▶ **The exercise**
Count the lines in the items below that contain the string "empty". Reply with only that number.

Boundary labeling items:

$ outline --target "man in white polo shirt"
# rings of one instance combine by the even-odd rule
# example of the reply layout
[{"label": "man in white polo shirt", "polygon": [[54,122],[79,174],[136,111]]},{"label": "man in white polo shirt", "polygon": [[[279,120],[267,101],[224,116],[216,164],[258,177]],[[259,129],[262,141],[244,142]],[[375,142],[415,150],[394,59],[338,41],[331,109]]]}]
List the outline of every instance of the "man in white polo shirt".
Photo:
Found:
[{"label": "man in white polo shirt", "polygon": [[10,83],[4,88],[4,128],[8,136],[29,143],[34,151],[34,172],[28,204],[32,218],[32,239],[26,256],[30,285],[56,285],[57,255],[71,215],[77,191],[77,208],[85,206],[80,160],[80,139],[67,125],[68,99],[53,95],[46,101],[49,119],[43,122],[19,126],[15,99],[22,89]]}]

---

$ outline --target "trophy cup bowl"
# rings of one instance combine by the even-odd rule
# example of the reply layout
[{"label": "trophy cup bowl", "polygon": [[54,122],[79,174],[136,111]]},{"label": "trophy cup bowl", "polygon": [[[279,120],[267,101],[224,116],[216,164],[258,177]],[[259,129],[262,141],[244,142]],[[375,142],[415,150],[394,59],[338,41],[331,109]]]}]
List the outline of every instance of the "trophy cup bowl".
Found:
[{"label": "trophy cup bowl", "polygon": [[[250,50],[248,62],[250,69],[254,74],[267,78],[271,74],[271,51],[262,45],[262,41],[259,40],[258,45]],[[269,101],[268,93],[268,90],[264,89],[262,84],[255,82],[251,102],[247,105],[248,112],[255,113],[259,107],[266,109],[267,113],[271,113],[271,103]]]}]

--

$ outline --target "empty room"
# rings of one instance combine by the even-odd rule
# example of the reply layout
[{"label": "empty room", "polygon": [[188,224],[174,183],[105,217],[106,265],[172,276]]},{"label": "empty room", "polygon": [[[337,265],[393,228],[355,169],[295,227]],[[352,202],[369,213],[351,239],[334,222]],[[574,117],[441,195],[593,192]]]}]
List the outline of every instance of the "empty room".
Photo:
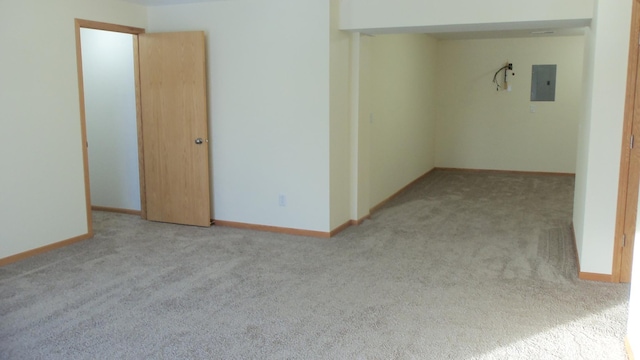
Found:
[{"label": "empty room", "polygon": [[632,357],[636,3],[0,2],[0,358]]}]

▶ **Solution for this exercise**
4